[The task]: Write out the lines from the start through the line containing "box: [260, 206, 305, 282]", switching every "rough mask" to "coarse mask" and changing nothing else. Leave the pictures out.

[Material supplied]:
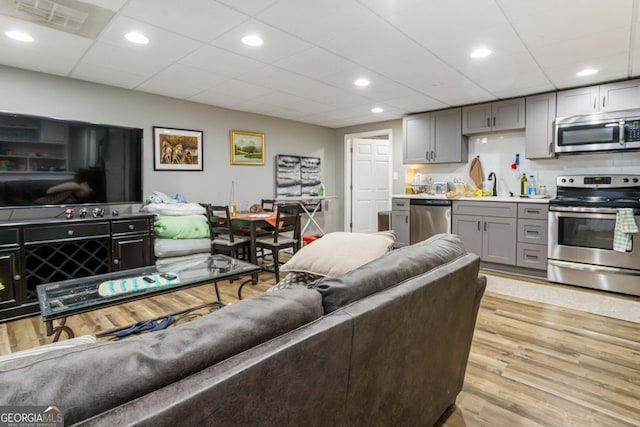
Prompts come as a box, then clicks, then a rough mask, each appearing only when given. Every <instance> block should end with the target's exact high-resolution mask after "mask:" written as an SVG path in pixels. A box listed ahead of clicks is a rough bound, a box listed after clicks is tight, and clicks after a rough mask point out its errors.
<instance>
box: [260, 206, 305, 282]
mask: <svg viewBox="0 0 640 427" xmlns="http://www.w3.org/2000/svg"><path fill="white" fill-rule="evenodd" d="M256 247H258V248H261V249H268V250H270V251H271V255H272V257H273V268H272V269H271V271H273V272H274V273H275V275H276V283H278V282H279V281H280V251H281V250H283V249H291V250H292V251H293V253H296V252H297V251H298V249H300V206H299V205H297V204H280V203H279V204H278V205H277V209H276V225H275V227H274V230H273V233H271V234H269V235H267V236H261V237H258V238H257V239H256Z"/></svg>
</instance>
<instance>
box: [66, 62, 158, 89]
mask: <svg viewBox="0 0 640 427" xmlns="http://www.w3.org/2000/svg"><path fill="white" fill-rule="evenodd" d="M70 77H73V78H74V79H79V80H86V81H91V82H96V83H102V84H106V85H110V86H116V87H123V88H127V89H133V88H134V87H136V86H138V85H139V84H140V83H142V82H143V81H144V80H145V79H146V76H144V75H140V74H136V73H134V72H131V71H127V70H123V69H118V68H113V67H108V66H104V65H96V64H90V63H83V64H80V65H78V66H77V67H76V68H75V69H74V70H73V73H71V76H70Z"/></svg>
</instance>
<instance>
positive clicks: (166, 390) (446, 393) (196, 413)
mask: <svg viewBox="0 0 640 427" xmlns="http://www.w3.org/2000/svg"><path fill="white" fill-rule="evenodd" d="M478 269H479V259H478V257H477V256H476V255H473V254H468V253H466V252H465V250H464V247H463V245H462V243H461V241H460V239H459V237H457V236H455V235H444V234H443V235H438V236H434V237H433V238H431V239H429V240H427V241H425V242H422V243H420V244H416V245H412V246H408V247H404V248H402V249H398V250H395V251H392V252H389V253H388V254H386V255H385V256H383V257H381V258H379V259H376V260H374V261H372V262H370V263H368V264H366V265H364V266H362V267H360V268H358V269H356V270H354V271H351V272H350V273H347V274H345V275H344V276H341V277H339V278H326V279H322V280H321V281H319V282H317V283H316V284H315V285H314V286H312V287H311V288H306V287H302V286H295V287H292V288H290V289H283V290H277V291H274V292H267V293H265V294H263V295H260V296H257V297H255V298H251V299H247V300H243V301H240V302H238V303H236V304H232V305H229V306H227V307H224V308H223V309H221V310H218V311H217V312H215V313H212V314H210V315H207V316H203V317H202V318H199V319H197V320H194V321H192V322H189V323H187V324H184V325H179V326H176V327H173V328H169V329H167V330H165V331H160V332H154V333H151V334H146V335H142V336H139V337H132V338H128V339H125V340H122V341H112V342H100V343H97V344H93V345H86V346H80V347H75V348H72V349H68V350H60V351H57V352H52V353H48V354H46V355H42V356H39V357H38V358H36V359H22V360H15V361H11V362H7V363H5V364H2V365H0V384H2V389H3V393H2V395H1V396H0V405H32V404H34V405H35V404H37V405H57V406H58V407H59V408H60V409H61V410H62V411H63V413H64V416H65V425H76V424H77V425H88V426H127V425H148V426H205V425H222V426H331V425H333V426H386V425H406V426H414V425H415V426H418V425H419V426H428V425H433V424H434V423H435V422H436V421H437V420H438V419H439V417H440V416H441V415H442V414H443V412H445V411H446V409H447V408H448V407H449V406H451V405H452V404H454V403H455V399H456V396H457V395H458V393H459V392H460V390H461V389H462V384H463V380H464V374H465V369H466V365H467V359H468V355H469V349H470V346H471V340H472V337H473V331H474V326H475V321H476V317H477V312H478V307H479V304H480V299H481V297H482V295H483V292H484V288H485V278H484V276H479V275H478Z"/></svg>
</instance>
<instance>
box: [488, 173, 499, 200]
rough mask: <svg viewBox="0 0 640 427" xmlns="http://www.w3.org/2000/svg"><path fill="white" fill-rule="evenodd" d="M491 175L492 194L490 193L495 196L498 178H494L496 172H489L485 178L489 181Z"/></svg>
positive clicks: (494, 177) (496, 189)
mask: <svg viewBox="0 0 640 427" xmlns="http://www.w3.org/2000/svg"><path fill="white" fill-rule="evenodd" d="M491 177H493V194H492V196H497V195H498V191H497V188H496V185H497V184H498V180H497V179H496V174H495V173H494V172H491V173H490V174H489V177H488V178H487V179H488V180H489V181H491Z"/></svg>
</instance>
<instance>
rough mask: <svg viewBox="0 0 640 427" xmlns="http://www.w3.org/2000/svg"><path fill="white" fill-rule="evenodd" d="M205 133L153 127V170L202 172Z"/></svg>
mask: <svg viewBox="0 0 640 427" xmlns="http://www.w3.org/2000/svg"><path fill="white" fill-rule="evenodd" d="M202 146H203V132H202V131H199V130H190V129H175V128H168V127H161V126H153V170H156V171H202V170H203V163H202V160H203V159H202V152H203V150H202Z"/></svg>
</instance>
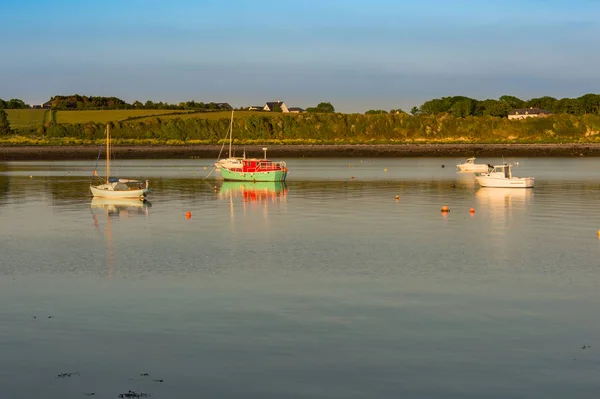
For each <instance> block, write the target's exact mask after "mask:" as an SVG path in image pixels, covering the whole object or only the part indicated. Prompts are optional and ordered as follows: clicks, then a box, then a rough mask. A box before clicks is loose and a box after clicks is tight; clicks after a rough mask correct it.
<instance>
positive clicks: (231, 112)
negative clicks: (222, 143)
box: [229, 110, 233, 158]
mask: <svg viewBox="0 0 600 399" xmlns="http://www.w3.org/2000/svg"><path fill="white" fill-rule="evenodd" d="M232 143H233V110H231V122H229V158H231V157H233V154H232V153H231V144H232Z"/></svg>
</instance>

[Solution]:
Prompts come as a box, then clicks, then a coarse mask, each appearing only when given. Every <instance> block should end with the target's exact high-resolution mask after "mask:" written as an SVG path in pixels. A box listed ahead of clicks is a rough bound, a box listed after clicks is tight, and clicks after a coarse mask point out its errors.
<instance>
box: [260, 206, 305, 282]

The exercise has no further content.